> **Exercise instructions**
If a line in the records contains the string "white", show that line.

(Source data)
==============================

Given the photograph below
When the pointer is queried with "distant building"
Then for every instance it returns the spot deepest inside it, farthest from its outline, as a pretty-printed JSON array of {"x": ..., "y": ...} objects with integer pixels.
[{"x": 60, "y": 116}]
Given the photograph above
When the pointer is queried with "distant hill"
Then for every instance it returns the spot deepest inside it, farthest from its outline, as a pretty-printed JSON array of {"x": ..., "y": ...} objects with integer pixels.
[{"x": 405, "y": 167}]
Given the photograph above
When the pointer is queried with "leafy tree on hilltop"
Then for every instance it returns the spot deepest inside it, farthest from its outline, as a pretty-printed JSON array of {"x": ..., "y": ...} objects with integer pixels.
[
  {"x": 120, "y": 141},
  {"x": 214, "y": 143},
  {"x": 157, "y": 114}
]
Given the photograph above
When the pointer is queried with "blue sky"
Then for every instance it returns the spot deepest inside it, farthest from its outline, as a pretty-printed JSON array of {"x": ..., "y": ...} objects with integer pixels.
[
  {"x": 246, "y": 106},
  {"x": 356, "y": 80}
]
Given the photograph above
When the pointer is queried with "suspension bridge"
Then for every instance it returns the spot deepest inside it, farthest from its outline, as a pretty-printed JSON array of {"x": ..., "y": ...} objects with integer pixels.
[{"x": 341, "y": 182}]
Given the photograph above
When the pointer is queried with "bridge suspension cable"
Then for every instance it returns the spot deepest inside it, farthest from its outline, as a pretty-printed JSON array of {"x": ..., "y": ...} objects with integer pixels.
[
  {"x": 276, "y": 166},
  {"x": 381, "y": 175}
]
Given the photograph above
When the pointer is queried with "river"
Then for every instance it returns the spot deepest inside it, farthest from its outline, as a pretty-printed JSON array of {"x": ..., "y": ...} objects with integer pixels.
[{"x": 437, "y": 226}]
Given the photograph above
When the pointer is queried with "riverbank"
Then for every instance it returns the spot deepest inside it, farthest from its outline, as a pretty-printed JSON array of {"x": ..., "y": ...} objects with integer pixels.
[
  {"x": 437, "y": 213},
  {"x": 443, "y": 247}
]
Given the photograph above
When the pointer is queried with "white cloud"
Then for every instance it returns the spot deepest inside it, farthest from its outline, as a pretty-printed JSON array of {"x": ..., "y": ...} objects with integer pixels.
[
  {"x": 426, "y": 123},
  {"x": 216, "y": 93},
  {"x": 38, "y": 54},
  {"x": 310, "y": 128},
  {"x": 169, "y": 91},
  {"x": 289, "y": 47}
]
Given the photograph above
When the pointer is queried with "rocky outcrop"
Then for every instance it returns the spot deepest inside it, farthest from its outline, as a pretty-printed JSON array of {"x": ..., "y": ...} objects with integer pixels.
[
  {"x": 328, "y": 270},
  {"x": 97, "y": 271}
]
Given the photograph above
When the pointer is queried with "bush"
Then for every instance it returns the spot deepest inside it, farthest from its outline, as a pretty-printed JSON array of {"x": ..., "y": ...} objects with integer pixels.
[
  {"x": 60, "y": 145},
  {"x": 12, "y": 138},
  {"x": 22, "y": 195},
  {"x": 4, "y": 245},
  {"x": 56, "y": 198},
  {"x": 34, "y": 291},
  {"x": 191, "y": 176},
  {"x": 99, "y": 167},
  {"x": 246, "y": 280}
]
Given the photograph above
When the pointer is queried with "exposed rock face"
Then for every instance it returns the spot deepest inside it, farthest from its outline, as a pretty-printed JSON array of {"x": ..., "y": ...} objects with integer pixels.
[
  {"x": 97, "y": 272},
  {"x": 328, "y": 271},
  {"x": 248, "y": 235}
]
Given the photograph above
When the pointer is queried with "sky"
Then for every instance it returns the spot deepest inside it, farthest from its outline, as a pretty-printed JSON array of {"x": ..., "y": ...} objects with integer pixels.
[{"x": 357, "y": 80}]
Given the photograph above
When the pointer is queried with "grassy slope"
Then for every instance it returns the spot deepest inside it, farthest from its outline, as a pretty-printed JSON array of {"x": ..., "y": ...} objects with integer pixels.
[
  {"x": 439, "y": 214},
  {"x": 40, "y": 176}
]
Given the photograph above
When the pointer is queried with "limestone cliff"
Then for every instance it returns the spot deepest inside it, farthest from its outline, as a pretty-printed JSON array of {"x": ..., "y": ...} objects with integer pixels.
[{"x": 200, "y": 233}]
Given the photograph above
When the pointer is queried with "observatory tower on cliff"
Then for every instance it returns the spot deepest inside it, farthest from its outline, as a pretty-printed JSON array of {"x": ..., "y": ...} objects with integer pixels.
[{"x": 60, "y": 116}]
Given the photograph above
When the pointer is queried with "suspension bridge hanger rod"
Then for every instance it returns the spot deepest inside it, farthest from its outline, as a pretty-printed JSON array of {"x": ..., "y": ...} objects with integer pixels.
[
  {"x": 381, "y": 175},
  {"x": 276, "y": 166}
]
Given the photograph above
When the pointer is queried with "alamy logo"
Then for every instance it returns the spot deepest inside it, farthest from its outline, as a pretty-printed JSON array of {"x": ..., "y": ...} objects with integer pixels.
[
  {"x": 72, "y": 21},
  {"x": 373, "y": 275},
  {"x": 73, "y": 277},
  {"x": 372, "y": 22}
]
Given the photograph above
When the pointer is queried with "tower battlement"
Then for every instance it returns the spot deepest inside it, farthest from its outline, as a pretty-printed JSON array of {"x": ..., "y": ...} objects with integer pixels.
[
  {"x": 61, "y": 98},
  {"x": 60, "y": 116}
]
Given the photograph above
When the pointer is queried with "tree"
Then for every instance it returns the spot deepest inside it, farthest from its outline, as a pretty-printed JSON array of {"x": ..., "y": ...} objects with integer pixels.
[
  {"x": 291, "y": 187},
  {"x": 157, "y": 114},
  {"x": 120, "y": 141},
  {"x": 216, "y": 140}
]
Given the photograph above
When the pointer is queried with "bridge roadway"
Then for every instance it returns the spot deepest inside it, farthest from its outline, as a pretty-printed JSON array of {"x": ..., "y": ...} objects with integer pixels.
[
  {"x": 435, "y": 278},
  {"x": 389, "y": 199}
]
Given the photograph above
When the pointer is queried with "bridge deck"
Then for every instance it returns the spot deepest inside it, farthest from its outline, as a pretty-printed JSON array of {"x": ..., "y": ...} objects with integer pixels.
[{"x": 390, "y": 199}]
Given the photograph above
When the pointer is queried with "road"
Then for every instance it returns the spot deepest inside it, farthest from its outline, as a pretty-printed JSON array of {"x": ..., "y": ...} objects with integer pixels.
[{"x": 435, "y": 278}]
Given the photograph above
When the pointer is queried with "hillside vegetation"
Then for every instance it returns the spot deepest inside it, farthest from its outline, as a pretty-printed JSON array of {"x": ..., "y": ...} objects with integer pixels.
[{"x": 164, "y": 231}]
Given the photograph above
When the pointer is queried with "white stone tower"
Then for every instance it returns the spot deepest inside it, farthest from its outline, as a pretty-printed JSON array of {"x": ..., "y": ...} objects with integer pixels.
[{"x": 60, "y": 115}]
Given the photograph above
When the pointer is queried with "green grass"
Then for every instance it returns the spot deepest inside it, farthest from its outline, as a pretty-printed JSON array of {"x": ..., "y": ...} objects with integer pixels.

==============================

> **Response box**
When the pointer is queried with "white cloud"
When the pointer is queried with "white stone tower"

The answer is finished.